--- start ---
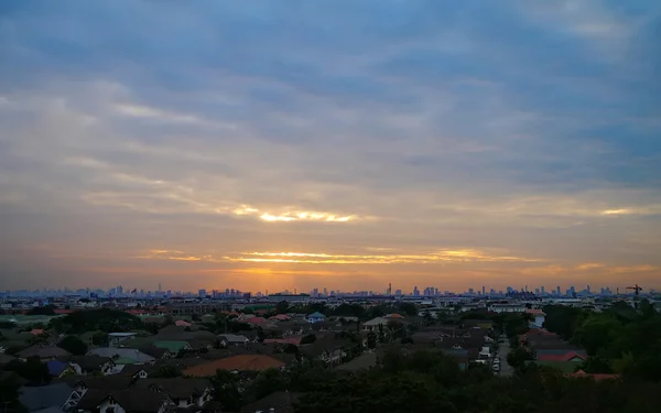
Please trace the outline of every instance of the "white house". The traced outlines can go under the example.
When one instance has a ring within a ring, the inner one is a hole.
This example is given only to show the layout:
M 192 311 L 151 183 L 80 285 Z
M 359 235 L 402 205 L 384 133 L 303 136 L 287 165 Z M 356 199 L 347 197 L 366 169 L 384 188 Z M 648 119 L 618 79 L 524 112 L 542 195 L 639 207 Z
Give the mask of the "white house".
M 525 304 L 491 304 L 489 311 L 494 313 L 523 313 Z
M 379 325 L 386 327 L 388 325 L 388 319 L 383 317 L 372 318 L 369 322 L 362 323 L 364 332 L 377 332 L 379 329 Z
M 250 339 L 248 339 L 246 336 L 236 334 L 221 334 L 218 336 L 218 341 L 220 347 L 246 346 L 248 343 L 250 343 Z
M 527 309 L 525 313 L 531 314 L 534 320 L 530 323 L 530 328 L 541 328 L 544 326 L 546 314 L 541 309 Z
M 108 333 L 108 345 L 115 347 L 118 343 L 136 338 L 136 333 Z
M 326 316 L 319 312 L 315 312 L 315 313 L 307 315 L 307 317 L 305 317 L 305 319 L 307 320 L 307 323 L 314 324 L 314 323 L 325 322 Z

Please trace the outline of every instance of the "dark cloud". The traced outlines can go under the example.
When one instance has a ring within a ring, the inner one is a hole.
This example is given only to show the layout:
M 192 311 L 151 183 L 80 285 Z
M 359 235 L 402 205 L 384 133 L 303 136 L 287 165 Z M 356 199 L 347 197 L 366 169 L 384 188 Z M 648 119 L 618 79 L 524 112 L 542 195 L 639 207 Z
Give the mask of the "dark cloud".
M 653 1 L 4 2 L 0 261 L 20 276 L 0 287 L 651 276 L 660 15 Z M 370 248 L 541 261 L 137 258 Z

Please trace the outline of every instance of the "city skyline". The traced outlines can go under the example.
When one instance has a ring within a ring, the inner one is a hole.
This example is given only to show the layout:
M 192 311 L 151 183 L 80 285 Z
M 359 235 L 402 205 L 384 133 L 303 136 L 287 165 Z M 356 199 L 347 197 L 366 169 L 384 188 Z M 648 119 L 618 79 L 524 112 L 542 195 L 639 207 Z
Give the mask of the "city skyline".
M 0 291 L 659 287 L 658 2 L 0 9 Z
--- end ---
What you will do — Pick out each line of the data above that contains the string "skyline", and copy those lines unchanged.

Final result —
Please trace the outline of every instance of the "city skyline". The traced outlines can go under the example.
Give the mask of the "city skyline".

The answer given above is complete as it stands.